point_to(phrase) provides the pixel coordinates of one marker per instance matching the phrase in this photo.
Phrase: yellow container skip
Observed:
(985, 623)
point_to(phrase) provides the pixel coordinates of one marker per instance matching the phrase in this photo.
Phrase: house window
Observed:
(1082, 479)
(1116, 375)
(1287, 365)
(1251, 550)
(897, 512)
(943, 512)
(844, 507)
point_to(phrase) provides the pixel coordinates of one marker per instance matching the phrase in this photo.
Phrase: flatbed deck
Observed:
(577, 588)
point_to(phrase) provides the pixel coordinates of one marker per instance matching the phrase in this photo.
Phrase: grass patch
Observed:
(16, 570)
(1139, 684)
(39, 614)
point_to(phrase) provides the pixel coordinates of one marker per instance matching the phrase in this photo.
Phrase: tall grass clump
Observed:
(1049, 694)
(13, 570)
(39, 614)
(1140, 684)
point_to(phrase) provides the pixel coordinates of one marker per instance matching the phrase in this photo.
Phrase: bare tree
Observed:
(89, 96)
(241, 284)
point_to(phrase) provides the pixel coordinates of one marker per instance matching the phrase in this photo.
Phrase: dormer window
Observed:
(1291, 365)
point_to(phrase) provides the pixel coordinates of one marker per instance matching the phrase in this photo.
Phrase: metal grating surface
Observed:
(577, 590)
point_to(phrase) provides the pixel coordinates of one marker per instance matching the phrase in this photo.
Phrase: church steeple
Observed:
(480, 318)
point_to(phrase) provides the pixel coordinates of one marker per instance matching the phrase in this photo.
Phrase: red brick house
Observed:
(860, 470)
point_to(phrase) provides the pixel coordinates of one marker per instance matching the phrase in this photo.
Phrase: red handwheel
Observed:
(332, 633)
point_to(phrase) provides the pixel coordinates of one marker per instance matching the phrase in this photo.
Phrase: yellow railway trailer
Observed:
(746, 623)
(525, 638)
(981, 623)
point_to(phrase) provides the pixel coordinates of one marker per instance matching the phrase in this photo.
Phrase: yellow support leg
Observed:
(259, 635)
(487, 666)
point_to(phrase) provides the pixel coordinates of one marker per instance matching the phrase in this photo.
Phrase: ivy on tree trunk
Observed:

· · · ·

REQUEST
Please restate the records in full, word for word.

EXERCISE SOLUTION
point_to(phrase) provides the pixel coordinates of one marker per instance matching the phrase in this photo.
Phrase: yellow container skip
Observed:
(985, 623)
point_to(phrase) provides the pixel coordinates of one marker per instance matching the phrase in this photo.
Phrase: house window
Observed:
(1082, 479)
(1116, 375)
(1287, 365)
(1251, 550)
(897, 512)
(943, 512)
(844, 507)
point_to(phrase) provides the pixel coordinates of one marker per instance matching the phrase in this photo.
Phrase: flatbed deck
Observed:
(577, 588)
point_to(phrase) provides the pixel coordinates of one marker per instance matching the phrase in this photo.
Phrase: grass patch
Observed:
(16, 570)
(1139, 684)
(39, 614)
point_to(phrase) provides the pixel coordinates of one marker per instance matching the phrase in this photo.
Phrase: tall grass clump
Observed:
(1049, 694)
(13, 570)
(39, 614)
(1140, 684)
point_to(phrase) provides the pixel coordinates of one marker per instance matching the phrase in this photo.
Phrase: bare tree
Observed:
(89, 96)
(241, 284)
point_to(phrase) provides the pixel coordinates of one marker per instance matching the phrase in this photo.
Phrase: dormer window
Observed:
(1291, 365)
point_to(phrase) provides the pixel coordinates of one marker per instance matching the phrase in this photo.
Phrase: metal grating surface
Observed:
(577, 590)
point_to(phrase) provides the pixel coordinates of one marker per instance matching the phrase in this photo.
Phrase: church steeple
Observed:
(480, 318)
point_to(phrase) provides the pixel coordinates of one marker per instance matching the phrase in this photo.
Phrase: red brick house
Observed:
(860, 470)
point_to(phrase) provides the pixel coordinates of one marker per instance matching the phrase in this photo.
Phrase: red handwheel
Observed:
(332, 633)
point_to(phrase) provides the pixel coordinates of one marker per instance matching the phrase in this photo.
Phrase: yellow railway trailer
Observed:
(746, 623)
(525, 638)
(981, 623)
point_to(phrase) provides the pixel coordinates of one marker per instance matching the phrase in this photo.
Phrase: yellow support leg
Observed:
(259, 635)
(487, 666)
point_to(phrase) provides the pixel coordinates of one marker per instance matching the phrase in this photo.
Phrase: ivy on tree trunk
Observed:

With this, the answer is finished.